Source text -
====

I come back to a quote from chapter 3 that is essential to me as a conclusion to this new post: The real progress of techno-science will less come from their ability to keep promises than from their ability to do without them, to inherit critically from the era of great technological promise. This is not to break an idol, but to learn how to inherit. [Page 111]

Emerging Science and Technologies, why so many promises? (Part 2)

(A word of caution: my English is reaching its limits in trying to analyze a demanding book, written in French. I apologize in advance for the very awkward wording…)

So just one day after my article describing Chapter 1 of Emerging Science and Technologies, why so many promises?, here comes an analysis of the second chapter, where the relation to time is analyzed, as well as presentism, futurism and the role of time in the promise system. There is the nice following passage:


Since The New Atlantis, futuristic speculations have accompanied the development of modern science. And in the twentieth century, Jean Perrin has sealed a new alliance between science and hope. But for him, it is science that preceded and provoked hope while now, it is rather hope that drives research. Technosciences reverse, in fact, the order of the questions that was following the three critiques of Kant: “What can I know?” – the issue addressed in Critique of Pure Reason – then the question “What can I do?” – treated in the Critique of Practical Reason – finally the question “What can I expect?” – discussed in the Critique of Judgment. In contrast, in the current scientific policies, one determines what to do and what we can possibly acquire as knowledge by identifying the hopes and promises. (Page 50)

====

[Region pointing entries]

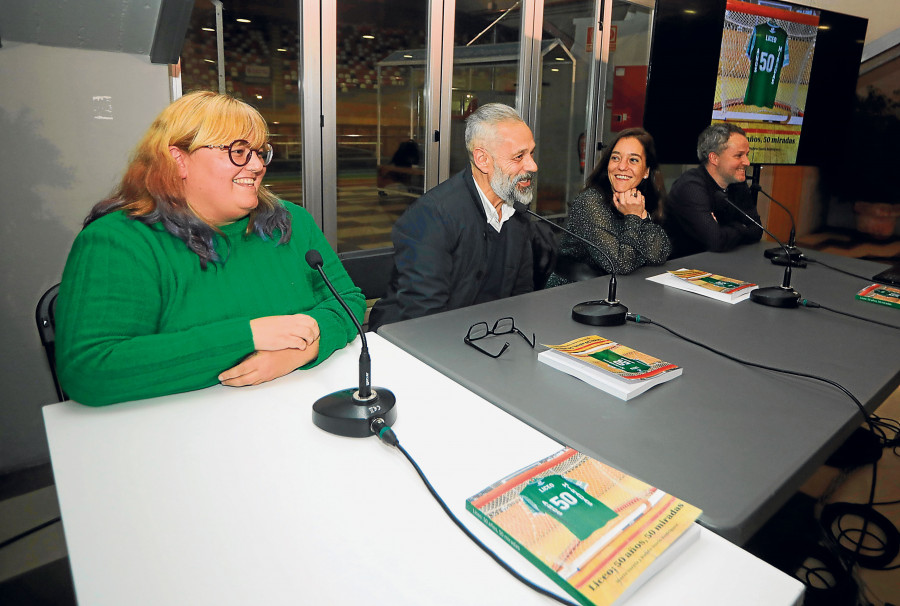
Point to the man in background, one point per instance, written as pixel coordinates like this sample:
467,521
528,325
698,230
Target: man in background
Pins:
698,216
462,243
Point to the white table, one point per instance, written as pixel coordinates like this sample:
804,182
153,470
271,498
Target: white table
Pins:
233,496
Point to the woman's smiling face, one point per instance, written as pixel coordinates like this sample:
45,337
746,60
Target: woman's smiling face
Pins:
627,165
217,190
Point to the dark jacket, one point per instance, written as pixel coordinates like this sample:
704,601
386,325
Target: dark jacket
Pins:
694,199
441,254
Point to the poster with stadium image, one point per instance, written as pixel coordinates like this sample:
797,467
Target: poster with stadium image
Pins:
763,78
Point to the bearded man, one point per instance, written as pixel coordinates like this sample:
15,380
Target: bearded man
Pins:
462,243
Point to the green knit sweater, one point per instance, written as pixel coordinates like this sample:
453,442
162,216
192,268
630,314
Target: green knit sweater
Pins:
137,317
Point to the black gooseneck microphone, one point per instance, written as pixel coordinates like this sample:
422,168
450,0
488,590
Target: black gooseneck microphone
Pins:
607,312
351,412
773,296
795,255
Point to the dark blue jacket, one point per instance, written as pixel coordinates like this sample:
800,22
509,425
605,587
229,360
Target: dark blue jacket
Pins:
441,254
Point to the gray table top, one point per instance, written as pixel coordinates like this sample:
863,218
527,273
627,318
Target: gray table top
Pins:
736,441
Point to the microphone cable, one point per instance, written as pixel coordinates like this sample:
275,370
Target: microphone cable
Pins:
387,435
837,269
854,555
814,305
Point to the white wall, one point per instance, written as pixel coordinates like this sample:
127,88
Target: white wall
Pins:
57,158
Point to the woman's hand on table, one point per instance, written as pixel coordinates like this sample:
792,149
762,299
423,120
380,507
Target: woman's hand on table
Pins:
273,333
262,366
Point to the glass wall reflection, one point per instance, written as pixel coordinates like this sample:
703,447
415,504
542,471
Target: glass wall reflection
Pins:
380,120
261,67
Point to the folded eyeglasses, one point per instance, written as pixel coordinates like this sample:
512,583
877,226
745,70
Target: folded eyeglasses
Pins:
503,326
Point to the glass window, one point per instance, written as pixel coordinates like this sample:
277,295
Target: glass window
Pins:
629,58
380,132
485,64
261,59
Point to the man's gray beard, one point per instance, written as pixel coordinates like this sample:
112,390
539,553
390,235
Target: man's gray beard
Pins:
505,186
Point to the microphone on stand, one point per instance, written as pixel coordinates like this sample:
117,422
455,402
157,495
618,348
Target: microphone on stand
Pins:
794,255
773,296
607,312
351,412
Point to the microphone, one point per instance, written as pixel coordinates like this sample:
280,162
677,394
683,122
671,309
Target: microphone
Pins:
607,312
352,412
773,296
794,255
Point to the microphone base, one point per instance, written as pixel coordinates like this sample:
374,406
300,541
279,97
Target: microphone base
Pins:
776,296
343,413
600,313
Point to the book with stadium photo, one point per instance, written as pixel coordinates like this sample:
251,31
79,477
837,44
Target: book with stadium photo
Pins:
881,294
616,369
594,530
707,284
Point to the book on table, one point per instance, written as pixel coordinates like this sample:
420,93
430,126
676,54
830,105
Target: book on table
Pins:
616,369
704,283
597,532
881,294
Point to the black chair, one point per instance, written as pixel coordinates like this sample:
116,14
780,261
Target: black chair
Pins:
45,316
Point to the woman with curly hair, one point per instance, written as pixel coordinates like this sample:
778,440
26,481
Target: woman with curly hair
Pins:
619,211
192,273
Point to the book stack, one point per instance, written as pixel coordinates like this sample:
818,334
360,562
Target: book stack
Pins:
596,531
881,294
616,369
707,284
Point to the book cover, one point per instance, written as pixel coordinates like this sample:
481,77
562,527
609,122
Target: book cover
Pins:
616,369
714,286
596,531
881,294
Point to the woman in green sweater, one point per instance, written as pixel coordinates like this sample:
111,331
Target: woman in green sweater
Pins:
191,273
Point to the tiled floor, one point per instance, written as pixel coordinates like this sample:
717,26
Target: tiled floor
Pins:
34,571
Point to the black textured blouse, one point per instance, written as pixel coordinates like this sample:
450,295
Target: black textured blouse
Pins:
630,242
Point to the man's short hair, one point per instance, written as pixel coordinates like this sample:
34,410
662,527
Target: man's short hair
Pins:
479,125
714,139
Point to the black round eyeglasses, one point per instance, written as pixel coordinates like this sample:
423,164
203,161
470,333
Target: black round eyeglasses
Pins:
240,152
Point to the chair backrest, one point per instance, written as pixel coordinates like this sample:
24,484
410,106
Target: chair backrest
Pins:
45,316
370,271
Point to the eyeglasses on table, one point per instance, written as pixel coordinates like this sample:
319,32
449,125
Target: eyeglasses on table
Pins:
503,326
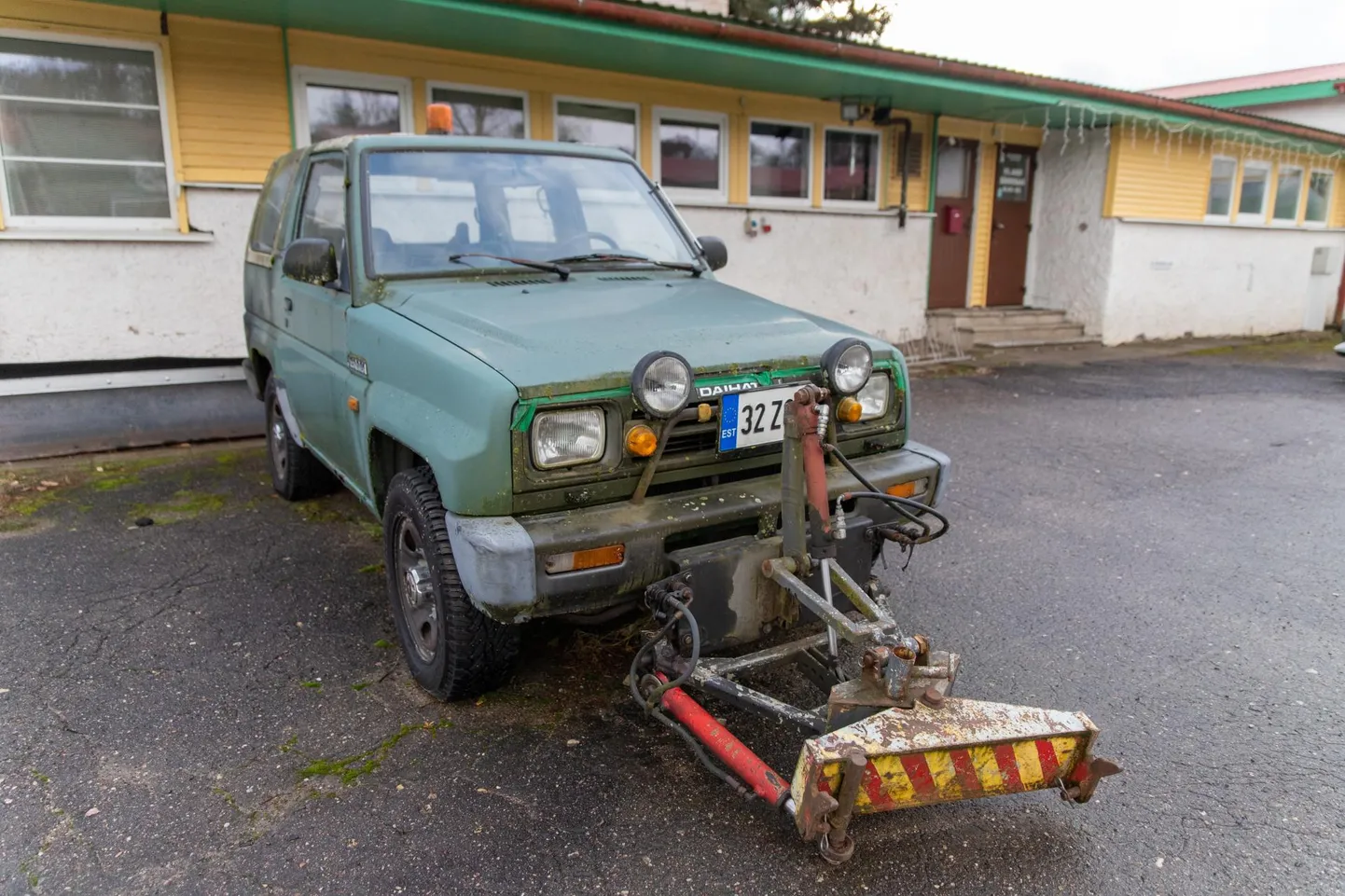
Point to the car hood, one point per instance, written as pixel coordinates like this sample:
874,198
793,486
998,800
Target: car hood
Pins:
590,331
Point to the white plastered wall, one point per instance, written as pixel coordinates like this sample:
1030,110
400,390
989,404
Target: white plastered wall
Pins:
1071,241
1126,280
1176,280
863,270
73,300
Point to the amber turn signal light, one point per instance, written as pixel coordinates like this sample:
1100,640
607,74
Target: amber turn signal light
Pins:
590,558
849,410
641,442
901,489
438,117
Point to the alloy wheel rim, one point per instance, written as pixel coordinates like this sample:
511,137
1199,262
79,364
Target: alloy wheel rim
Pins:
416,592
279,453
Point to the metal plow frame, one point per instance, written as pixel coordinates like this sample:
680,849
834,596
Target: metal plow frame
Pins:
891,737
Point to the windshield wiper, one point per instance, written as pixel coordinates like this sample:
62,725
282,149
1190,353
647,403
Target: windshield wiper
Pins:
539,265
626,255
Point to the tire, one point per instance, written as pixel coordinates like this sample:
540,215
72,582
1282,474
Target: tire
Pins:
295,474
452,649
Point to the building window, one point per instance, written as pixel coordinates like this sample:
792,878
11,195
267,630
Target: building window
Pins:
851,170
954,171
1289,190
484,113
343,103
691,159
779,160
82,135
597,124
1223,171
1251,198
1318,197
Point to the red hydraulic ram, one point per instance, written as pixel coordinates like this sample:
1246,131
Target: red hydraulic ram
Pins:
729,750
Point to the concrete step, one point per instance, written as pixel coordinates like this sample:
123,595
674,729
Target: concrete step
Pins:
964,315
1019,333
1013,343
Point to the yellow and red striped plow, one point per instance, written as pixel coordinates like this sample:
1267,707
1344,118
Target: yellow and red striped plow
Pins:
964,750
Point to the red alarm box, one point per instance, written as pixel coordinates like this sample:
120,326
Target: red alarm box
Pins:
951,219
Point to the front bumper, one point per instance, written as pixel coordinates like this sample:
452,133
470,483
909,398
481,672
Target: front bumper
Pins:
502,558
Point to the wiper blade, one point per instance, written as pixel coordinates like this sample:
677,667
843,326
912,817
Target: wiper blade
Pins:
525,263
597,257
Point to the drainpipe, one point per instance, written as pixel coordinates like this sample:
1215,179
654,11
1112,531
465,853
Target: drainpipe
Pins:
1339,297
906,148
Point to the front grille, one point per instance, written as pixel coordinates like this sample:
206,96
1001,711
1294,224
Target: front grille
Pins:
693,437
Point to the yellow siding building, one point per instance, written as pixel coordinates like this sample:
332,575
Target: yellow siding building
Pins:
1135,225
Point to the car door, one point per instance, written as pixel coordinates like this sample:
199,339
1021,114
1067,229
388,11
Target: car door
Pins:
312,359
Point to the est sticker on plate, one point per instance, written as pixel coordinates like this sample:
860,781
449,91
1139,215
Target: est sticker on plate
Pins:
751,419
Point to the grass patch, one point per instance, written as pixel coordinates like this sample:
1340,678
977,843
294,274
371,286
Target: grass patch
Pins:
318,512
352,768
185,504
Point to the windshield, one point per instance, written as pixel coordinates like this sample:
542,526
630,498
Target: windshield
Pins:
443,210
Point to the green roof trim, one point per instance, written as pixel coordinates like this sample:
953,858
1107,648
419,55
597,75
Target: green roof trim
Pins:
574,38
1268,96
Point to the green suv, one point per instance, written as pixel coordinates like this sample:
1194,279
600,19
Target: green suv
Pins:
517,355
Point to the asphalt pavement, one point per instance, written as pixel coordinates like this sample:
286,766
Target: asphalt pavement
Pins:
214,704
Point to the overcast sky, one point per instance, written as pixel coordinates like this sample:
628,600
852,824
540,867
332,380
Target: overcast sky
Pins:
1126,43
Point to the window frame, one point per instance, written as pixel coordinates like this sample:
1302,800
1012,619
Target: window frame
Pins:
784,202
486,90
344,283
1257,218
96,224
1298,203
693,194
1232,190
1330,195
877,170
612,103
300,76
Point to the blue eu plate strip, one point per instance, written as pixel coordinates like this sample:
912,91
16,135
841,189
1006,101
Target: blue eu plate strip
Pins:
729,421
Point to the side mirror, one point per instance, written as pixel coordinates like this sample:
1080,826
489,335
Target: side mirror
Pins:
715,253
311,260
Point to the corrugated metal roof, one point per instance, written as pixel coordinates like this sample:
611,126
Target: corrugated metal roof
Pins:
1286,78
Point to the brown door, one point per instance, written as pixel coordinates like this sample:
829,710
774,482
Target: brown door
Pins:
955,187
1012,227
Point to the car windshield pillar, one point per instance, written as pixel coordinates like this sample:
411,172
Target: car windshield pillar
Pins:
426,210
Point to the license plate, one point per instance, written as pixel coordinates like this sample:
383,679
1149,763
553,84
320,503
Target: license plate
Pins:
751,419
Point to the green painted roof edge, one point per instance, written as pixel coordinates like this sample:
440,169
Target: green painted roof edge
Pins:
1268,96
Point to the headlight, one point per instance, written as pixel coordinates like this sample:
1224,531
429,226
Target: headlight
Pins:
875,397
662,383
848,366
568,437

====

Work instructions -
• A. Answer these questions about the source text on techno-science promises:
(i) Which chapter and page does the opening quote come from?
(ii) Which of Kant's critiques treats the question "What can I do?"
(iii) For Jean Perrin, what preceded and provoked hope?
• B. Proceed with the post on techno-science promises from the point where it ends.

Answer section -
• A.
(i) Chapter 3, page 111.
(ii) The Critique of Practical Reason.
(iii) Science.

• B.
Yet there is a paradox already expressed in the first chapter between futurism with the terms of promise, foresight and prophecy that project us and presentism particularly marked by the memory that freezes the past and transforms the future as a threat that no longer enlightens neither the past nor the present. To the point of talking about a future presentification…

The chapter also deals with the question of the future as a shock, a time “crisis” due to the acceleration. To the feeling of the misunderstanding and helplessness, is added the experience of frustration and stress caused by the accelerated pace of life, the disappointment of a promise related to modernity, where techniques were supposed to save time, to emancipate.

Another confusion: the features of planning and roadmap which are typical of technology projects slipped into research projects where is used the term of production of knowledge, while in research, it is impossible to guarantee a result. But the author shows through two examples, that this development is complex.

In the case of nanotechnology, there has been roadmap with the first two relatively predictable stages of component production followed by a third stage on more speculative systems crowned by a fourth stage which speaks of emergence, and all this by also “neglecting contingency, serendipity and possible bifurcations,” not to predict, but to “linearize the knowledge production”. The roadmap predicts the unexpected by announcing an emergence, combining a reassuring scenario of control which helps in inspiring confidence and with at the same time an emerging scenario, to create dreams. (Pages 55-56)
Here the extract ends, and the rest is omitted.